* What needs to be done *
Please count how many lines in the records below contain the string "lamp", treating uppercase and lowercase as different, and reply with only that number.

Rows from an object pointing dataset
....
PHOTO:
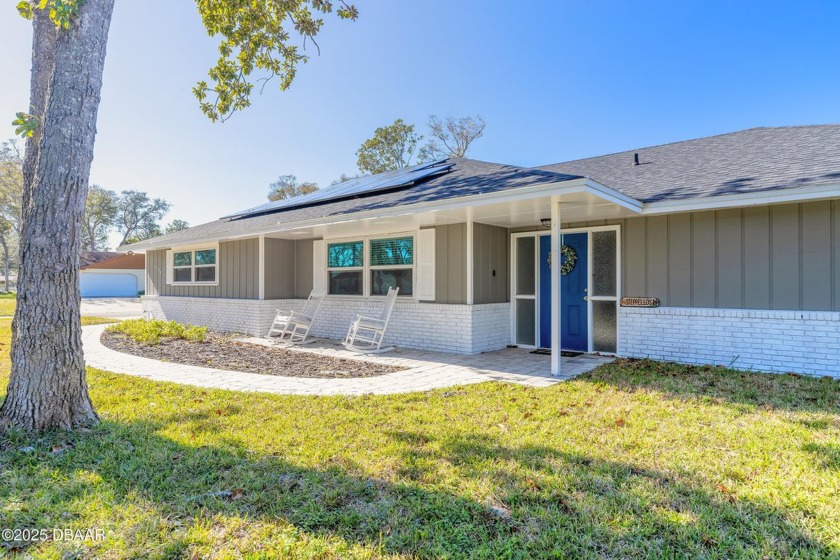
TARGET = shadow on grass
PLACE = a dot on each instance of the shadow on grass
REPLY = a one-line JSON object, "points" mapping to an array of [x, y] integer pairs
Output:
{"points": [[718, 384], [828, 454], [536, 501]]}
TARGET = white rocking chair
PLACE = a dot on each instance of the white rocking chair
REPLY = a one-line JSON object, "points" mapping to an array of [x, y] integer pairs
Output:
{"points": [[367, 333], [292, 327]]}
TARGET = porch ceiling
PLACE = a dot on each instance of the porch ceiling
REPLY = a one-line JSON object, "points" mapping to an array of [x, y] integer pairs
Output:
{"points": [[577, 206]]}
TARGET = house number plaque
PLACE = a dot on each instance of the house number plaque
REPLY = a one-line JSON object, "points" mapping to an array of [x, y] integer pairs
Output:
{"points": [[639, 302]]}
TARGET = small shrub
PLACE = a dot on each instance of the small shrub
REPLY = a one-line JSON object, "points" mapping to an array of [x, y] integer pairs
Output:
{"points": [[150, 332]]}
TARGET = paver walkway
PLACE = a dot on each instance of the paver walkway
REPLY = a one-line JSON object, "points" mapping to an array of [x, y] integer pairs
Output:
{"points": [[427, 370]]}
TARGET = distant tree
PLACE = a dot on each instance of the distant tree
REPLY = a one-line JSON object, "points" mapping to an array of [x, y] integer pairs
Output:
{"points": [[286, 186], [390, 148], [451, 137], [47, 386], [11, 195], [98, 220], [345, 177], [176, 225], [138, 216]]}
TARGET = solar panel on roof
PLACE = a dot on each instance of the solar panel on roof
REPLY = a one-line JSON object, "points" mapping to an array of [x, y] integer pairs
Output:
{"points": [[352, 188]]}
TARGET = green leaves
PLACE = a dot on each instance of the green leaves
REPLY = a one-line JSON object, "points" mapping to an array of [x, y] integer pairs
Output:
{"points": [[390, 148], [25, 9], [257, 36], [25, 124], [62, 12]]}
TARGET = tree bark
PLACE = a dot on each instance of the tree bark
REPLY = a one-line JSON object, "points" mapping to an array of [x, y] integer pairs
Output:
{"points": [[5, 263], [47, 385]]}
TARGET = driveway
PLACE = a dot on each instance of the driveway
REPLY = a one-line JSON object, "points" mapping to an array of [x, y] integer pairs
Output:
{"points": [[112, 308]]}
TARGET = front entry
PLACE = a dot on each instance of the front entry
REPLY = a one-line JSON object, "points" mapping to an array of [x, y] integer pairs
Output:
{"points": [[574, 327]]}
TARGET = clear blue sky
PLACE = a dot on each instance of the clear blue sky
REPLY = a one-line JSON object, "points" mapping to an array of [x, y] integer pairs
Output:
{"points": [[554, 80]]}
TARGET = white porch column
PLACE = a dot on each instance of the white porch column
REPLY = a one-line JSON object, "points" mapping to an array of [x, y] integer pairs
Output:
{"points": [[261, 268], [555, 287], [470, 262]]}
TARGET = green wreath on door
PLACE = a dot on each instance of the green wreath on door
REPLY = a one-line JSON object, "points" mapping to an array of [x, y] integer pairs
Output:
{"points": [[568, 257]]}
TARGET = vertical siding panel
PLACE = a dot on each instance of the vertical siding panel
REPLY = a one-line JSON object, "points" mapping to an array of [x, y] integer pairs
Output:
{"points": [[503, 292], [703, 259], [634, 256], [480, 233], [757, 258], [250, 274], [238, 265], [303, 268], [679, 260], [457, 263], [835, 230], [816, 256], [656, 270], [729, 258], [785, 255], [442, 264]]}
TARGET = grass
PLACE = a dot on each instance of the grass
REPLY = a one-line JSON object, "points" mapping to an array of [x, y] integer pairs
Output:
{"points": [[151, 332], [635, 460], [7, 303]]}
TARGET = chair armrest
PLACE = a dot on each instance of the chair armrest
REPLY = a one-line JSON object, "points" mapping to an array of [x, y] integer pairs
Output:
{"points": [[366, 319], [294, 314]]}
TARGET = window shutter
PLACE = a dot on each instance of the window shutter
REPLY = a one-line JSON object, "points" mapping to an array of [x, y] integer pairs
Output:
{"points": [[425, 288], [319, 267], [169, 266]]}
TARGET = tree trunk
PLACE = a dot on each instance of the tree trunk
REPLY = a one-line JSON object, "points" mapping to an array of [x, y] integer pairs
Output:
{"points": [[5, 263], [47, 386]]}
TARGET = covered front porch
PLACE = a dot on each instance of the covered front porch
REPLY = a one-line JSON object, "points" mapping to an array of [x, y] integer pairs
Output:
{"points": [[570, 307], [425, 369]]}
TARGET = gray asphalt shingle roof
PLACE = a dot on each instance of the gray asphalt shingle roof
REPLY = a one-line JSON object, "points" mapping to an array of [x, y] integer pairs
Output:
{"points": [[467, 177], [753, 160]]}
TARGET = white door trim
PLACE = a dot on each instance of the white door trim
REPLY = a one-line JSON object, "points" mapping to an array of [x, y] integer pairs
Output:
{"points": [[537, 304]]}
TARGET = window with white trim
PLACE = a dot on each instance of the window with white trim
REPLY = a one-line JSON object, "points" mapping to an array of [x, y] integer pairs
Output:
{"points": [[371, 266], [345, 268], [392, 265], [194, 266]]}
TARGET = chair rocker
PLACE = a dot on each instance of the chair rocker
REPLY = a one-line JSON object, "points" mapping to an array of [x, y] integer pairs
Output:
{"points": [[292, 327], [366, 334]]}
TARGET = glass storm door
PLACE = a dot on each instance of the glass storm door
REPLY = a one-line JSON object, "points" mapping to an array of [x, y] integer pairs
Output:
{"points": [[574, 309], [589, 290]]}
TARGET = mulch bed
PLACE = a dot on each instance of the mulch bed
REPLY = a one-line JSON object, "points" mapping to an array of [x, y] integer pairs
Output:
{"points": [[223, 351]]}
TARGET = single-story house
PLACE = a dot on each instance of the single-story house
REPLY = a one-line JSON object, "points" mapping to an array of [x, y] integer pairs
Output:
{"points": [[112, 274], [719, 250]]}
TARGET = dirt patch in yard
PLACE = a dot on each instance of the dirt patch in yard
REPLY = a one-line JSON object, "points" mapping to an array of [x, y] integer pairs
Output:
{"points": [[223, 351]]}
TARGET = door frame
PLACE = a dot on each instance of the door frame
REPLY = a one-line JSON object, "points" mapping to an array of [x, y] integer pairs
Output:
{"points": [[536, 234]]}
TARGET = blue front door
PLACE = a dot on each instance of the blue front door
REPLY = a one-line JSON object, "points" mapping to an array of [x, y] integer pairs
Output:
{"points": [[574, 320]]}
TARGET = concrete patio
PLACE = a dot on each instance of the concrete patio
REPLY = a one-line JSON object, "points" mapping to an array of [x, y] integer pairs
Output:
{"points": [[426, 370]]}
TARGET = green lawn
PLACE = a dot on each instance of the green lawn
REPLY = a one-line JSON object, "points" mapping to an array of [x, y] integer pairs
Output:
{"points": [[7, 303], [636, 460]]}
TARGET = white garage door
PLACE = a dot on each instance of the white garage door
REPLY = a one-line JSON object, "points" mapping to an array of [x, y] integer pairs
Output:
{"points": [[108, 285]]}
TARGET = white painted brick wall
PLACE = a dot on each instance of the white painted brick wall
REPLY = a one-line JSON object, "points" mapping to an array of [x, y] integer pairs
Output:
{"points": [[461, 329], [776, 341]]}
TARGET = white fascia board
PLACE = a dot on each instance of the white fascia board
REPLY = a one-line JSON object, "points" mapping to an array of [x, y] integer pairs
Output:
{"points": [[762, 198], [522, 193]]}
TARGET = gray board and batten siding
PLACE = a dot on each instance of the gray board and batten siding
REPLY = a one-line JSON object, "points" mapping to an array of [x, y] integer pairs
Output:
{"points": [[782, 257], [288, 268], [238, 271], [491, 264]]}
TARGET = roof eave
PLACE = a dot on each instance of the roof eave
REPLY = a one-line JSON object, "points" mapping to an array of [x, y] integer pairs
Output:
{"points": [[578, 184], [740, 200]]}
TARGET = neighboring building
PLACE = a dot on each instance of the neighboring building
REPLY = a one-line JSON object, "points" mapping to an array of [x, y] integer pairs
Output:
{"points": [[111, 274], [736, 236]]}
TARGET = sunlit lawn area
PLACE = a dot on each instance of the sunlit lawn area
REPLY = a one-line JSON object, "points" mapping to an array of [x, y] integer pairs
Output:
{"points": [[636, 459], [7, 303]]}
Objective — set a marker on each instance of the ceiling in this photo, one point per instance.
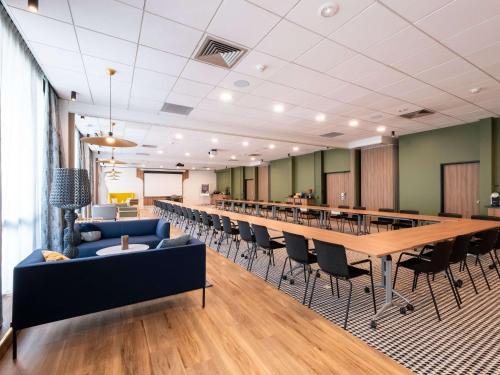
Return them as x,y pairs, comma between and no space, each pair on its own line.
372,61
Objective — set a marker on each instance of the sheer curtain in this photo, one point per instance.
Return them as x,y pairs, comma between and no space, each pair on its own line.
29,151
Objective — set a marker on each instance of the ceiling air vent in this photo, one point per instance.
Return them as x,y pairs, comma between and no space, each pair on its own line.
218,53
417,114
176,109
331,135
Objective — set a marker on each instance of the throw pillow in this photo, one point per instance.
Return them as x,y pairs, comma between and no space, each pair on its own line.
174,242
91,236
52,256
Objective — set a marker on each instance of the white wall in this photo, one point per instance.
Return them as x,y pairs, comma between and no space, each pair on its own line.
192,186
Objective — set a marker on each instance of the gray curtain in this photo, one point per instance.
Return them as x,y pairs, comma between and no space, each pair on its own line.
52,222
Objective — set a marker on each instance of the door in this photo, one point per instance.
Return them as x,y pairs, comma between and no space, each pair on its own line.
460,188
250,189
338,189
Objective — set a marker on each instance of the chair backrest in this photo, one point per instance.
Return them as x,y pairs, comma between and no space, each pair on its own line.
261,236
460,247
226,224
441,256
245,231
332,258
449,214
296,247
216,221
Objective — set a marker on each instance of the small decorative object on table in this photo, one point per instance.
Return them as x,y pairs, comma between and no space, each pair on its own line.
125,242
70,190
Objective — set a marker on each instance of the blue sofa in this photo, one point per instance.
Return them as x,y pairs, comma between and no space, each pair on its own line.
149,232
50,291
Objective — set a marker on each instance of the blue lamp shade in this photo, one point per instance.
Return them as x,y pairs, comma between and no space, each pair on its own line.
70,188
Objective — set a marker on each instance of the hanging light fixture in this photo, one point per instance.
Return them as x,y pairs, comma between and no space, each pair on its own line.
109,140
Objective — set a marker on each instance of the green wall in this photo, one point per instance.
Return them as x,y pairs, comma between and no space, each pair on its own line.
421,156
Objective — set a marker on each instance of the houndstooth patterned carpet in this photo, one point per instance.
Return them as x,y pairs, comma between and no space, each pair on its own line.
466,341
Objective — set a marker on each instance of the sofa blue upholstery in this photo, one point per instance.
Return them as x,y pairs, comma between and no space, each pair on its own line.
50,291
149,232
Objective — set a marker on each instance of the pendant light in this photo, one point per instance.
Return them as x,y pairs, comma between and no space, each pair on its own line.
109,140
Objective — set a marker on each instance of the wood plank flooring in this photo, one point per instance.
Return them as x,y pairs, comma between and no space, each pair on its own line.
247,327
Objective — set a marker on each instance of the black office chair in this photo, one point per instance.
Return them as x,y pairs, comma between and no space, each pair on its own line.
247,236
438,263
485,245
405,223
231,233
298,251
267,243
383,221
332,260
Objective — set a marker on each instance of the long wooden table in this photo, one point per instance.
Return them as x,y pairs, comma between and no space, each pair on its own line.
379,245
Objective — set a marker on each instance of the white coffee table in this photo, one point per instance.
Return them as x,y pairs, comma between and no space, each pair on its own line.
118,249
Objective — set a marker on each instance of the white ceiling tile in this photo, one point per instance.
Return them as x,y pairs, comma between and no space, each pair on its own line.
325,55
45,30
241,22
193,13
192,88
414,10
201,72
456,16
108,17
307,14
248,63
371,26
57,9
169,36
148,78
280,7
182,99
277,42
52,56
106,47
160,61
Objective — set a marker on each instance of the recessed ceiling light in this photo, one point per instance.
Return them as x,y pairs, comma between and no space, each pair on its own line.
226,96
320,117
278,108
328,10
241,83
260,67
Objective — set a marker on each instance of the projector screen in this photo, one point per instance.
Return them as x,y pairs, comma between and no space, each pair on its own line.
162,184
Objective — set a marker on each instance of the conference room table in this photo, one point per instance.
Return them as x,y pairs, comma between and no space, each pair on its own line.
382,245
324,211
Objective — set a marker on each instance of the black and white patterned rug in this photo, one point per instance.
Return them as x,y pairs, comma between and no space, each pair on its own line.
466,341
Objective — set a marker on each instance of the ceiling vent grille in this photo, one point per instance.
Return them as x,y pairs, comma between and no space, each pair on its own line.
176,109
218,53
417,114
331,135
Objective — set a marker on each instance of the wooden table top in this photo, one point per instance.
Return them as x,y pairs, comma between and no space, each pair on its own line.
376,244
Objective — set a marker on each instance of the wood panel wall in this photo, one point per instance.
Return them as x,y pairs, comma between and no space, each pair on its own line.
263,183
379,176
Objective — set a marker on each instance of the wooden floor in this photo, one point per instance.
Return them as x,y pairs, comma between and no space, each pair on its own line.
247,327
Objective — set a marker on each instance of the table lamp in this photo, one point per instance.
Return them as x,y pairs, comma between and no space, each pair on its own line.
70,190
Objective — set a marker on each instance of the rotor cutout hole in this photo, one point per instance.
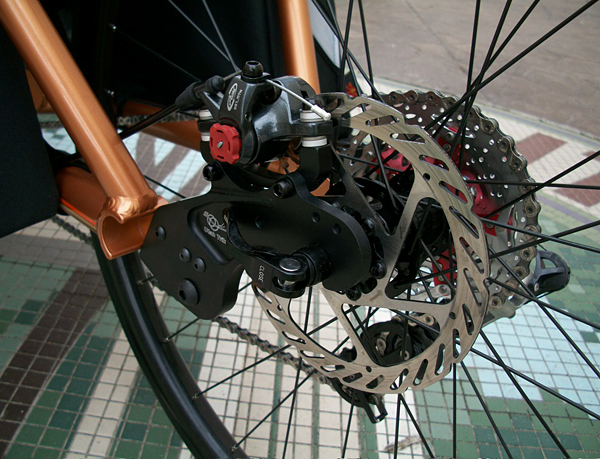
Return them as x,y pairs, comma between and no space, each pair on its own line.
375,382
456,343
311,355
465,222
275,318
352,378
294,338
381,121
454,192
421,373
398,382
260,292
472,255
331,368
468,320
434,162
474,290
439,363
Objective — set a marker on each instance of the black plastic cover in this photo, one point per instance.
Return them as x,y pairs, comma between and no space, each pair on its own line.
28,193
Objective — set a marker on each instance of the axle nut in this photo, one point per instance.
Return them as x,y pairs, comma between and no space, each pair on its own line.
225,143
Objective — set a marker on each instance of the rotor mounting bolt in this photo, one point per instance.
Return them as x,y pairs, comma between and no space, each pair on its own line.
253,69
283,189
369,226
185,255
378,270
353,293
225,143
290,265
211,172
160,233
199,265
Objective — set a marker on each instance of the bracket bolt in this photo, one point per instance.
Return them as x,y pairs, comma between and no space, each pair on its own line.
160,233
283,189
290,265
378,270
211,172
353,294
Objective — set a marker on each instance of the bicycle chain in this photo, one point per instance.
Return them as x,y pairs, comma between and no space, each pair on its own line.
234,328
488,154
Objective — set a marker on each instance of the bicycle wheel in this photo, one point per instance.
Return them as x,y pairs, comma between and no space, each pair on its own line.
500,217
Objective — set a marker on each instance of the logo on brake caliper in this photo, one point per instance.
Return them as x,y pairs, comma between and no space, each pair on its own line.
214,227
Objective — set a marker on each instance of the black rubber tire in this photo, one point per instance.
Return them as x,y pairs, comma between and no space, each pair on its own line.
192,416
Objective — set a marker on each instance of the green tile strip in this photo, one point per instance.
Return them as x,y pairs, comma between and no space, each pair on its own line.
145,430
276,399
59,336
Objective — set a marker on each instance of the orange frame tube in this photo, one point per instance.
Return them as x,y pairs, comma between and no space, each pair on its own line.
123,202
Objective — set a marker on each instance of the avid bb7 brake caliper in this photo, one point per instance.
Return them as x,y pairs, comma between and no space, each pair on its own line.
253,218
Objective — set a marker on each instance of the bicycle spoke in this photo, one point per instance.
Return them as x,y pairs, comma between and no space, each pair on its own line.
547,305
537,384
345,45
287,433
512,62
454,423
427,289
508,368
486,409
527,184
348,430
398,402
541,237
547,182
201,32
524,395
416,424
514,30
337,33
421,226
366,40
212,19
553,320
422,279
473,45
275,408
264,359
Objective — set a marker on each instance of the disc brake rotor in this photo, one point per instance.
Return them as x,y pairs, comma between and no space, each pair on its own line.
457,319
487,155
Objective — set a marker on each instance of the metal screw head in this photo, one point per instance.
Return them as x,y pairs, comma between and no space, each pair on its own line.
185,255
290,265
211,172
199,265
378,269
253,69
283,189
353,293
160,233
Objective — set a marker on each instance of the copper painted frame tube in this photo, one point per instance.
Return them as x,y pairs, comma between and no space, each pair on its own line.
126,213
298,43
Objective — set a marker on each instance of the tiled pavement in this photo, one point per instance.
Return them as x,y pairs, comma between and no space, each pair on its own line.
69,386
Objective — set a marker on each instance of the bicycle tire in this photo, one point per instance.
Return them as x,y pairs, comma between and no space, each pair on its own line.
192,416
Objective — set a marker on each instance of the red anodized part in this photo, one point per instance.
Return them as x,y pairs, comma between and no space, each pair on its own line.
225,143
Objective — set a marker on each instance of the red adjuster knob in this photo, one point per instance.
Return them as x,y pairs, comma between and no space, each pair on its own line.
225,143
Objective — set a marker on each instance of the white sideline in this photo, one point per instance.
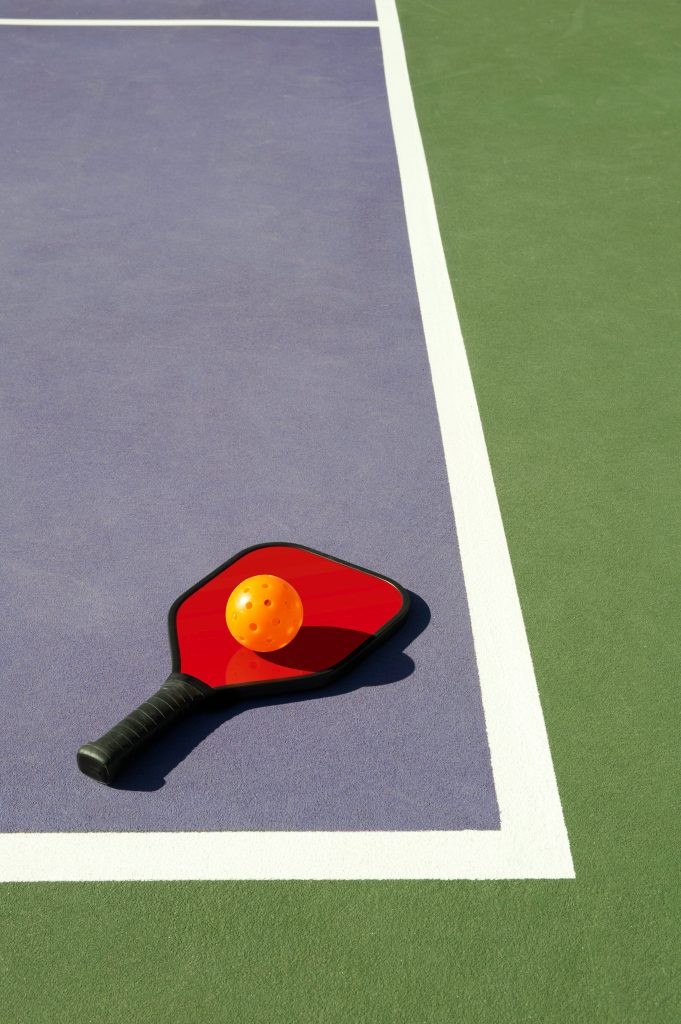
....
* Solved exercise *
2